## Instructions to follow
If a picture appears in the records, skip it; copy everything else exactly.

Data Start Marker

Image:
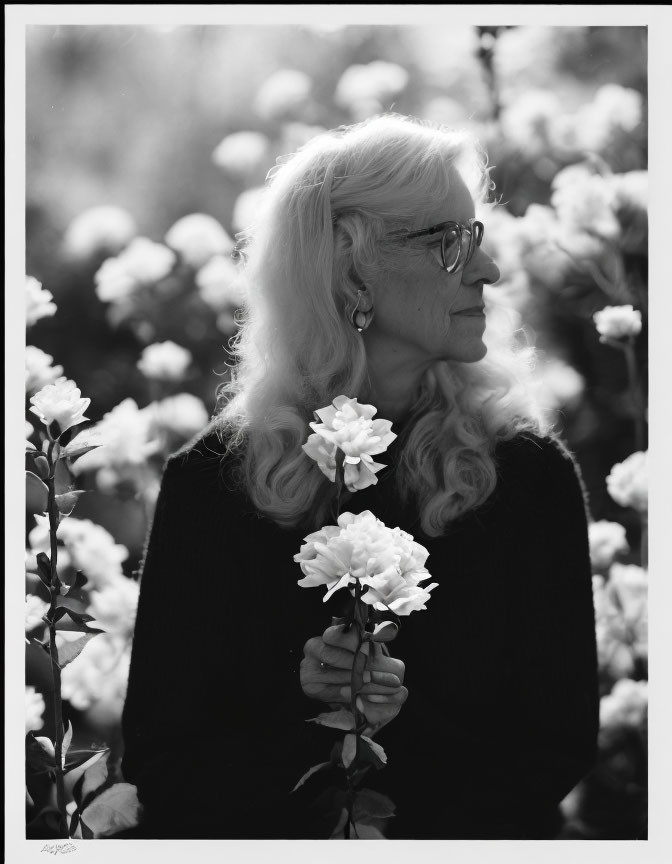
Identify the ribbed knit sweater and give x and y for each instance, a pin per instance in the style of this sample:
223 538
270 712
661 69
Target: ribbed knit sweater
502 715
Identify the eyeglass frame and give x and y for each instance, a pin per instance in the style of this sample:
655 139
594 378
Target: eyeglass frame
474 242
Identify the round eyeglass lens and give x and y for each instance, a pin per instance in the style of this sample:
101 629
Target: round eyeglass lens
450 246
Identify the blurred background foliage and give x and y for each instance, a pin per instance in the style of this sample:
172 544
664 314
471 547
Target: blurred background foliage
147 120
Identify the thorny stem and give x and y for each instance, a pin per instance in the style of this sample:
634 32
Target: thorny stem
53 650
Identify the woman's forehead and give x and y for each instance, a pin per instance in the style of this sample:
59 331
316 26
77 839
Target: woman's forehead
456 205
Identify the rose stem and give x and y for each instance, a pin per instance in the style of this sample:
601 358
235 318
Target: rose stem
53 650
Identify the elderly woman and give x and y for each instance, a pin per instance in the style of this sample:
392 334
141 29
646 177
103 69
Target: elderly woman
365 276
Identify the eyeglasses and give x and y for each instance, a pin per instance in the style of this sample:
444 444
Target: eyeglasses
458 242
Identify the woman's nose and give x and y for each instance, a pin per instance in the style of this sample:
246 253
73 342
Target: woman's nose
481 268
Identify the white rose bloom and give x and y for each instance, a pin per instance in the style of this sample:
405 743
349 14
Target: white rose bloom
607 539
184 414
626 705
197 238
628 586
527 119
297 135
124 433
219 284
618 322
361 548
115 605
142 262
34 710
104 228
585 201
365 89
39 370
87 547
62 402
242 153
38 301
614 110
35 609
628 482
98 674
348 426
284 92
247 206
559 384
165 361
631 189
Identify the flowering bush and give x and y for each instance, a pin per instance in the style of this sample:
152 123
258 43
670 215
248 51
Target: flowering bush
38 301
60 403
98 229
628 482
165 360
617 322
197 238
39 370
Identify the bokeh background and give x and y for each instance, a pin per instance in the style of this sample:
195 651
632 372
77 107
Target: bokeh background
145 148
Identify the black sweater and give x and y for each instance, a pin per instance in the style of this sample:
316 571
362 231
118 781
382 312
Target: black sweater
502 715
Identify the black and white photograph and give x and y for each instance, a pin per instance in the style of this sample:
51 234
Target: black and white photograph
336 416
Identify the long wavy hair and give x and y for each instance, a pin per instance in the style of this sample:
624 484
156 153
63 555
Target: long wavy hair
321 230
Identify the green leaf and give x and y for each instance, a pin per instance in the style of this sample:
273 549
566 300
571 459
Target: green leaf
349 751
115 809
372 752
372 805
74 776
74 449
340 719
37 463
310 772
38 761
67 739
37 494
44 568
385 632
68 651
67 501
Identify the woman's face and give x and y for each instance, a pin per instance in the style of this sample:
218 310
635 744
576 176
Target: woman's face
426 313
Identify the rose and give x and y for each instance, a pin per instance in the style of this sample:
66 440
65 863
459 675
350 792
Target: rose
183 414
626 705
38 301
585 201
363 549
617 322
106 228
242 152
39 370
166 361
628 482
284 92
607 539
124 433
349 427
34 710
61 402
197 238
142 262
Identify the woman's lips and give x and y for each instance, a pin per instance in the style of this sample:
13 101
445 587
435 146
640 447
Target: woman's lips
472 310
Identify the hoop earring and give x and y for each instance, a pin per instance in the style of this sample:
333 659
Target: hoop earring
360 319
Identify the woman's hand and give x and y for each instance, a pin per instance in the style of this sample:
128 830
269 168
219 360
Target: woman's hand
326 669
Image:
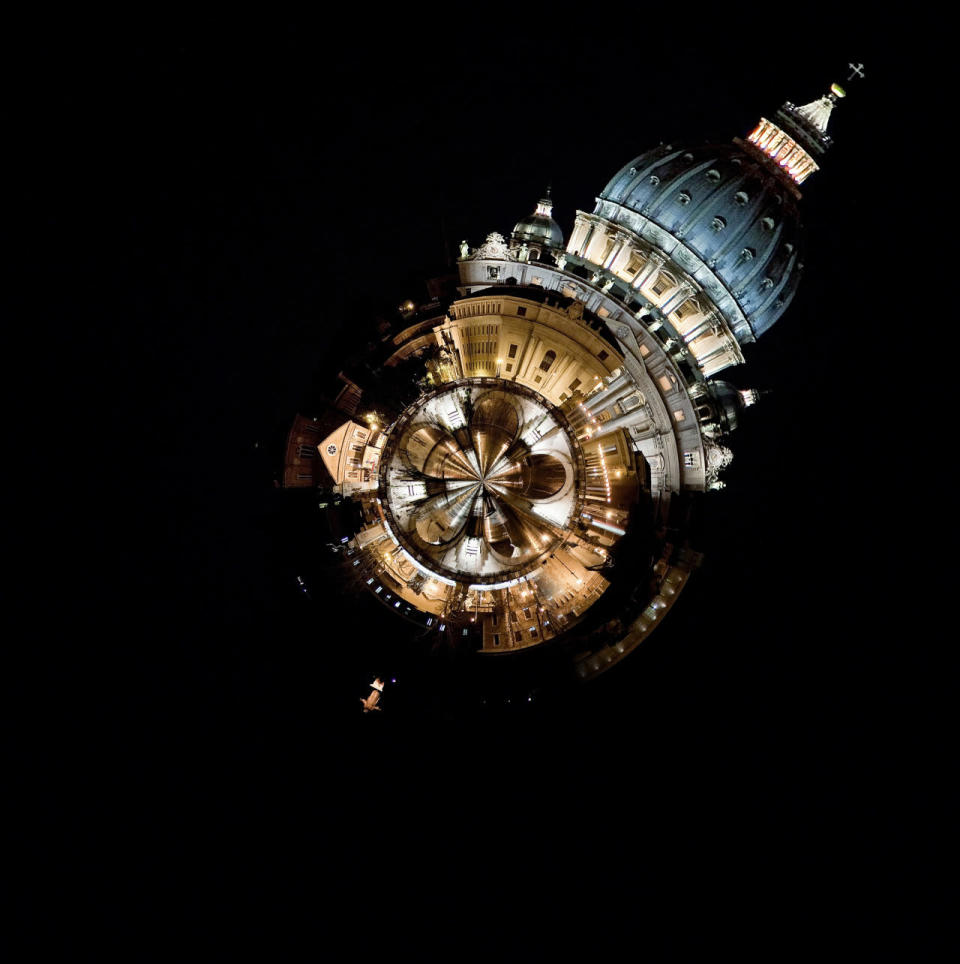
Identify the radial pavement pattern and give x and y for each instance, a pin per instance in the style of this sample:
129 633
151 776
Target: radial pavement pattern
480 481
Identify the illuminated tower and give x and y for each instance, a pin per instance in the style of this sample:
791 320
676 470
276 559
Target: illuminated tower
568 417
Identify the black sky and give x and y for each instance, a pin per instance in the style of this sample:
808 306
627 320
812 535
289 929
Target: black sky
233 203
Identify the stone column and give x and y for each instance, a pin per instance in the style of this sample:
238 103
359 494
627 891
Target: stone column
683 292
655 262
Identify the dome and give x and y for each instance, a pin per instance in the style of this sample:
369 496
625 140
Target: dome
539 228
729 402
729 207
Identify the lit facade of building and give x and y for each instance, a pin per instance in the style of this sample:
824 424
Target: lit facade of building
569 413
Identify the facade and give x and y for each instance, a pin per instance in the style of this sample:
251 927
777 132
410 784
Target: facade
568 416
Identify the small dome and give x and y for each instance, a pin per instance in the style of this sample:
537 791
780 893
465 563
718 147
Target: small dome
539 228
728 402
727 206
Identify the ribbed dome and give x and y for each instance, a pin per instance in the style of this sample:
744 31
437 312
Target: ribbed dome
539 227
728 207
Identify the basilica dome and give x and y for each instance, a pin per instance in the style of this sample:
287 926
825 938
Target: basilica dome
726 204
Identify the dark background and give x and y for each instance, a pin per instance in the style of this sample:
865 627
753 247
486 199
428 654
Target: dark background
223 209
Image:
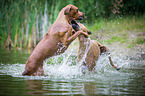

Data End Marker

## Answer to the exercise
Image:
Identify the ribbed knit sweater and give x and y for each instance, a pin per instance in the style of this sample:
223 538
270 712
661 69
Target: ribbed knit sweater
502 715
Identify the eyeglass frame and give x and y for each instance, a pin per instance in the style of this sample:
655 139
594 378
Target: eyeglass frame
474 242
Identify the round eyeglass lens and give x and y for each instance, a pin per instance in the style of this sample:
101 629
Target: round eyeglass lens
450 246
Identify the blurred background foliage and give x and y for each instance, a pin per instance in the style of this sample:
172 544
664 314
471 547
Target: blurred background foliage
147 120
Identify the thorny stem and give x and y for each instance, a pin per instance in the style of this sample:
634 32
Target: thorny stem
53 650
Identify the woman's forehead and give x and y for each instance, a pin per instance in the style of this sample:
59 331
316 26
77 839
Target: woman's forehead
456 205
Identify the rose stem and give x and y for each instance, a pin per instance in the style of this sample:
601 358
235 318
Target: rose stem
53 650
Identify the elderly woman and give x and y for each instance, a pin per instance in the style of this sample:
392 334
141 29
646 177
103 69
Target: elderly woman
365 276
Identify the eyeglasses and give x and y for each instance, a pin per instance in the style of this sample:
444 444
Target: eyeglasses
458 242
Identify the woman's nose and give x and y for each instance, a pin per instance in the style of this sample:
246 253
73 342
Target: woman's nose
481 268
Identify the white rose bloom and give x and y for each instance, a pin per instance in the style of this sample:
405 743
349 14
Target: white rose bloom
607 539
184 414
626 705
197 238
628 586
527 119
297 135
124 433
219 284
618 322
361 548
115 605
142 262
34 710
104 228
585 201
365 89
39 370
87 547
62 402
242 153
38 301
614 110
35 609
628 482
98 674
348 426
284 92
247 206
559 384
165 361
631 189
Identify the flowering bush and give x and y for each instance, a pin per instance in the style of this sample:
152 123
258 43
670 215
248 51
Target: flowering bush
38 301
60 403
98 229
628 482
165 360
617 322
197 238
39 370
Identify the bokeh background and give x and y for each instance, a pin per instance in the style of this sample:
195 651
632 372
77 107
Target: bokeh background
145 148
Identify the black sweater and give x and y for each instance, a pin per instance in the style of this sample:
316 571
362 231
118 781
382 312
Target: black sweater
502 715
Identify the black and white photograph and give x and y for each instance, a pin per instance in the style of this sample:
51 234
Target: black and white photograph
336 416
Identify the long wavy hair and give x and y for each instance, a pin per instance in the style of this sample:
624 484
156 153
63 555
Target: long wavy hair
321 230
Identify the green leaf and give x and y for each instance, a pin per instance in the style of this sample:
273 549
566 300
571 459
Target: green leaf
349 751
115 809
372 752
372 805
74 776
74 449
340 719
37 463
310 772
38 761
67 739
37 494
44 568
385 632
68 651
67 501
Identify the woman's face and give x and y for each instance, a pin per instance in the style of this sample:
218 310
635 744
576 176
Target: woman's face
426 313
Identify the rose and give x and y for each instance, a pin per instance in the style of this sample:
66 440
65 863
459 675
350 792
Target: rose
183 414
626 705
38 301
585 201
363 549
617 322
106 228
242 152
39 370
166 361
628 482
284 92
607 539
124 433
349 427
34 710
61 402
197 238
142 262
Identify the woman's lips and give x and y for each instance, a pin per instance in the style of this sample:
13 101
445 587
435 146
640 447
Target: woman's lips
472 310
Identify the hoop earring and give x and y for each instance, a pin per instance in the style of this sample:
333 659
Target: hoop earring
360 319
Identify the woman's hand and give x and y for each instance, a pin per instance in the style of this sample:
128 830
269 168
219 360
Target: woman's hand
326 669
Image:
Identify the radial pavement pattern and give x and y for each instance, a pin per instance in the style of this sample:
129 633
151 776
Target: radial pavement pattern
480 481
Identify the illuminated tower and give x and y for each instance, a pin per instance in the style of this sample:
791 320
676 470
276 559
Target: illuminated tower
568 417
Identify the black sky and give x and y for each instance, a pin per instance in the style of this sample:
808 306
627 320
812 535
289 929
Target: black sky
233 203
Identify the stone column and give x and y for each instance, a pin per instance in the style of this sample:
238 103
359 494
627 891
Target: stone column
683 292
655 262
Identify the dome and give x and y for each instance, a pin per instance in the style of this sample:
369 496
625 140
Target: dome
539 228
729 402
729 207
Identify the lit facade of building and give x and y for each instance, a pin per instance in the style of this sample:
824 424
Target: lit facade of building
569 413
Identify the facade and give x and y for each instance, a pin per instance in the style of this sample:
251 927
777 132
410 784
Target: facade
568 416
Identify the small dome and give x and y for each instance, a pin per instance in the style of this sample:
537 791
780 893
465 563
718 147
Target: small dome
539 228
728 402
727 206
Identify the ribbed dome and give x and y for each instance, a pin per instance in the style of this sample:
744 31
437 312
Target: ribbed dome
539 227
728 207
Identify the basilica dome and give x and y for each instance, a pin per instance in the style of this sample:
287 926
825 938
Target: basilica dome
726 204
Identify the dark background and give x and y for each instance, a pin per instance in the style of this sample:
865 627
753 247
486 199
428 654
Target: dark background
223 209
Image:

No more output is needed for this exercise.